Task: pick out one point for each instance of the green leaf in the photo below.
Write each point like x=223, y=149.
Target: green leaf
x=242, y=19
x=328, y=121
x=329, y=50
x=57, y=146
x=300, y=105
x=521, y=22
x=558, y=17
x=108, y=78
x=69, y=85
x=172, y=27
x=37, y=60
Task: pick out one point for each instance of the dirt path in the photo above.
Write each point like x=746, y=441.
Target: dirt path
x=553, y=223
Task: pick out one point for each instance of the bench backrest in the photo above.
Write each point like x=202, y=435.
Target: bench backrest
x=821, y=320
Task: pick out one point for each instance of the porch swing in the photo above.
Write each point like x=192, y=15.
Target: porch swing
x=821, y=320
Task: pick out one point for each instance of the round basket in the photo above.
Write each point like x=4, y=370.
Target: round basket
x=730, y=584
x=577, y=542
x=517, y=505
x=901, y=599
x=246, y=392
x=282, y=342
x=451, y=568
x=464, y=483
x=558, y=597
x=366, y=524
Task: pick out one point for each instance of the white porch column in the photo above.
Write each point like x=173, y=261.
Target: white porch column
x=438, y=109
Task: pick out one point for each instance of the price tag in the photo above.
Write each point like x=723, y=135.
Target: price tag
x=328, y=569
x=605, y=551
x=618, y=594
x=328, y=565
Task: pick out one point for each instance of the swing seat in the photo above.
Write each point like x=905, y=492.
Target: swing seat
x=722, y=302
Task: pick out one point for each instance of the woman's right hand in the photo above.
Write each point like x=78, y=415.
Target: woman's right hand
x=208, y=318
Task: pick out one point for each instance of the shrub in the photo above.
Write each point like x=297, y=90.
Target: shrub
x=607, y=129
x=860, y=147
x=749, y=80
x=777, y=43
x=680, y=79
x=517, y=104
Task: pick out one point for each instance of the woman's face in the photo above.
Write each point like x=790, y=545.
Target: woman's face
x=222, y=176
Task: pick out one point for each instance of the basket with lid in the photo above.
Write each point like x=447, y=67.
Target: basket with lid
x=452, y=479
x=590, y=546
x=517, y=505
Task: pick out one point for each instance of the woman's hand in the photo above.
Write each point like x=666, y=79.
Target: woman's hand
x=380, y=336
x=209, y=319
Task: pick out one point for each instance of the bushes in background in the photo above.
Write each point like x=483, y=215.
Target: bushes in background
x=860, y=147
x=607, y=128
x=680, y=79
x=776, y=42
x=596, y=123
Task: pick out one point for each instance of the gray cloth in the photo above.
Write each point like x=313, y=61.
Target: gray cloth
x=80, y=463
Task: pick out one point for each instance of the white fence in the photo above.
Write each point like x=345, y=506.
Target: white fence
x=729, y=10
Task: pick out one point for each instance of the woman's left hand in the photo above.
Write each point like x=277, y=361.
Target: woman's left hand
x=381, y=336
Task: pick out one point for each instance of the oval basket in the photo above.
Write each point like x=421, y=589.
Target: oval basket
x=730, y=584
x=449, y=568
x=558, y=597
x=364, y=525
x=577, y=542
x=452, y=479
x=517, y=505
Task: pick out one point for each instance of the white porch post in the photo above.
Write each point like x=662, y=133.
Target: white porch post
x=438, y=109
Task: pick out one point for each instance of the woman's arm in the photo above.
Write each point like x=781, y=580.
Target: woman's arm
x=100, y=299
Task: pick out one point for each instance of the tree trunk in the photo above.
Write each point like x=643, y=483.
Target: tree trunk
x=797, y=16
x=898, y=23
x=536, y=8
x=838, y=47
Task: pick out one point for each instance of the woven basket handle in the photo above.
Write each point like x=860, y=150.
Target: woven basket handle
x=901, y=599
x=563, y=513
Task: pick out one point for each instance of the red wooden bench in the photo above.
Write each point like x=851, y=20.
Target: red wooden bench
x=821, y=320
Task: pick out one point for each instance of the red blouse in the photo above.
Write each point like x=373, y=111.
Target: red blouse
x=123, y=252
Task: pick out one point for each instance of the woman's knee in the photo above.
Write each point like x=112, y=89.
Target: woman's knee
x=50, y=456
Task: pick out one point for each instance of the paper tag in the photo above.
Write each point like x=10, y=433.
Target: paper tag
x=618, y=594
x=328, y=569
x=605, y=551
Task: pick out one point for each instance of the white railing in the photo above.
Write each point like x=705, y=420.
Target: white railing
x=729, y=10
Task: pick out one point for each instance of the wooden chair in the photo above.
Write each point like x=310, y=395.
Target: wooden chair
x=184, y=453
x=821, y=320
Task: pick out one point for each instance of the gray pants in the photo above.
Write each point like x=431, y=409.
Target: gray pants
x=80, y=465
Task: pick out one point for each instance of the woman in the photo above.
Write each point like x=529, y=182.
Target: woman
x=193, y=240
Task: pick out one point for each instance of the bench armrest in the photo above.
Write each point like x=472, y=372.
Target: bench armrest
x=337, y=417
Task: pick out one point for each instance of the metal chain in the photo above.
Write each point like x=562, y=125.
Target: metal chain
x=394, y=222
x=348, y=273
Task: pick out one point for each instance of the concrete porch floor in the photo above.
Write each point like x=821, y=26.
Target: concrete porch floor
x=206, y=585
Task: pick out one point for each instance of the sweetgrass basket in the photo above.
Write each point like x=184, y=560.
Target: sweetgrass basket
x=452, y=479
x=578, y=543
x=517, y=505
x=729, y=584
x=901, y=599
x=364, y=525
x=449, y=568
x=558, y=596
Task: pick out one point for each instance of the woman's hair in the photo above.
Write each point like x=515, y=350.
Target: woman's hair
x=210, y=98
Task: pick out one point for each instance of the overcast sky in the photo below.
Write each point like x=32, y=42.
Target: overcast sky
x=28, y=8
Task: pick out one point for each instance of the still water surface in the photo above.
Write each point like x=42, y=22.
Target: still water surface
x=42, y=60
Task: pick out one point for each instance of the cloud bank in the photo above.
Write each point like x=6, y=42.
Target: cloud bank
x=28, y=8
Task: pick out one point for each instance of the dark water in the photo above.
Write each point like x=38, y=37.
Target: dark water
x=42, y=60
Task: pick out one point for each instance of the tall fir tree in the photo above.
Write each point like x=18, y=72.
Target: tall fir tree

Instructions to follow. Every entry above should be retyped exactly as shown.

Answer to this task.
Task: pick out one point for each instance of the green leaf in the photo below.
Write each point like x=223, y=149.
Target: green leaf
x=242, y=19
x=328, y=121
x=329, y=50
x=57, y=146
x=300, y=105
x=521, y=22
x=558, y=17
x=108, y=78
x=69, y=85
x=172, y=27
x=37, y=60
Task: pick out one point for each instance of the dirt path in the photo above.
Write each point like x=746, y=441.
Target: dirt path
x=553, y=223
Task: pick out one point for each instance of the bench backrest in the photo above.
Write each point like x=202, y=435.
Target: bench backrest
x=821, y=320
Task: pick out one point for each instance of the porch swing in the photo above.
Write each point like x=192, y=15.
Target: porch swing
x=821, y=320
Task: pick out one point for each instance of the round basket in the photo above.
Write each point like x=4, y=370.
Target: round basket
x=730, y=584
x=577, y=542
x=517, y=505
x=901, y=599
x=246, y=392
x=282, y=342
x=451, y=568
x=464, y=483
x=558, y=597
x=366, y=524
Task: pick out one point for each instance of the white porch column in the photo above.
Write each point like x=173, y=261.
Target: white porch column
x=438, y=109
Task: pick out one point for each instance of the price tag in the photo above.
Write each point like x=723, y=135.
Target: price tag
x=328, y=569
x=605, y=551
x=618, y=594
x=328, y=565
Task: pick out one point for each instance of the swing seat in the photo above.
Write each point like x=905, y=492.
Target: swing seat
x=722, y=302
Task: pick out one point for each instance of the woman's right hand in the photo above.
Write each point like x=78, y=415.
Target: woman's right hand
x=208, y=318
Task: pick out one point for each instance of the shrub in the photo above.
Write each point like x=297, y=90.
Target: shrub
x=607, y=129
x=860, y=147
x=749, y=80
x=777, y=43
x=680, y=79
x=517, y=104
Task: pick out one point for each instance of the woman's face in the photo above.
Write each point like x=790, y=545.
Target: woman's face
x=222, y=176
Task: pick out one point for each instance of the basket with lid in the photo above.
Write each point like x=447, y=67.
Target: basket with lid
x=452, y=479
x=590, y=546
x=517, y=505
Task: pick out one point for each instance of the woman's hand in the photo above.
Write each point like x=666, y=79.
Target: woman's hand
x=380, y=336
x=209, y=319
Task: pick out one point for each instance of the bushes in background in the photo above.
Write each point like x=483, y=215.
Target: bushes in background
x=860, y=147
x=607, y=128
x=680, y=79
x=776, y=42
x=596, y=123
Task: pick out one point for each instance of the gray cloth in the photo above.
Write each point like x=313, y=61.
Target: gray cloth
x=80, y=463
Task: pick out one point for each instance of the white fence in the photo above.
Write each point like x=345, y=506.
Target: white fence
x=729, y=10
Task: pick out one point for each instance of the woman's left hand in the photo above.
Write each point like x=277, y=361.
Target: woman's left hand
x=381, y=336
Task: pick out one point for each instance of the oval basket in the photo above.
Write each point like x=421, y=589.
Target: oval basket
x=730, y=584
x=449, y=568
x=558, y=597
x=364, y=525
x=577, y=542
x=452, y=479
x=517, y=505
Task: pick out one point for each instance of the white porch post in the photo above.
Write each point like x=662, y=133.
Target: white porch post
x=438, y=109
Task: pick out one point for each instance of the woman's arm in the photo above.
Write each point like x=781, y=580.
Target: woman's arm
x=100, y=299
Task: pick out one point for each instance of the tree trunk in the photo above.
Write each point like x=643, y=483.
Target: tree trunk
x=797, y=16
x=898, y=23
x=536, y=8
x=838, y=47
Task: pick out one point for each instance of the woven basket handle in the photo above.
Write each point like x=860, y=150.
Target: woven basket handle
x=901, y=599
x=563, y=513
Task: pick out one point for each instance of the red wooden bench in the photo above.
Write each point like x=851, y=20.
Target: red wooden bench
x=821, y=320
Task: pick out one point for each instance of the red blouse in the photo above.
Write each point like x=373, y=111.
Target: red blouse
x=123, y=252
Task: pick out one point for each instance of the woman's knee in the photo above.
Write each point like x=112, y=89.
Target: woman's knee
x=50, y=456
Task: pick out one point for each instance of the paper tag in the photo above.
Write each point like x=10, y=433.
Target: paper tag
x=618, y=594
x=328, y=569
x=605, y=551
Task: pick out one point for each instance of the white railing in the photo above.
Write each point like x=705, y=420.
Target: white railing
x=729, y=10
Task: pick out one point for each instance of the wooden chair in the photo above.
Write each point like x=310, y=395.
Target: wooden chair
x=184, y=453
x=821, y=320
Task: pick out one point for each instance of the gray pants in the photo above.
Write each point like x=431, y=409.
Target: gray pants
x=80, y=465
Task: pick out one point for each instance of the woman in the photo above.
Write each point like x=529, y=182.
Target: woman
x=193, y=240
Task: pick out one point for each instance of the bench armrest in the photo above.
Write each point like x=472, y=372.
Target: bench armrest
x=337, y=417
Task: pick out one point for each instance of the metal chain in the photo above.
Write each point like x=562, y=125.
Target: metal chain
x=394, y=222
x=348, y=273
Task: pick out one point for each instance of the concrete porch floor in the photo above.
Write each point like x=821, y=26.
Target: concrete porch floor
x=206, y=585
Task: pick out one point for each instance of the sweetgrass basket in the photo above.
Write each point like x=184, y=560.
Target: sweetgrass basket
x=452, y=479
x=578, y=543
x=517, y=505
x=729, y=584
x=901, y=599
x=364, y=525
x=449, y=568
x=558, y=596
Task: pick out one point for each instance of the woman's hair in the photo above.
Write each point like x=515, y=350.
Target: woman's hair
x=210, y=98
Task: pick out one point for each instance of the overcast sky in the photo below.
Write each point like x=32, y=42.
Target: overcast sky
x=28, y=8
Task: pick out one point for each instance of the still water surface in the photo above.
Write each point like x=42, y=22.
Target: still water surface
x=42, y=60
Task: pick out one point for each instance of the cloud bank in the photo above.
Write each point like x=6, y=42.
Target: cloud bank
x=28, y=8
Task: pick out one point for each instance of the dark water in the photo above.
Write each point like x=38, y=37.
Target: dark water
x=42, y=60
Task: pick out one point for each instance of the tall fir tree in the photo above.
Write each point like x=18, y=72.
Target: tall fir tree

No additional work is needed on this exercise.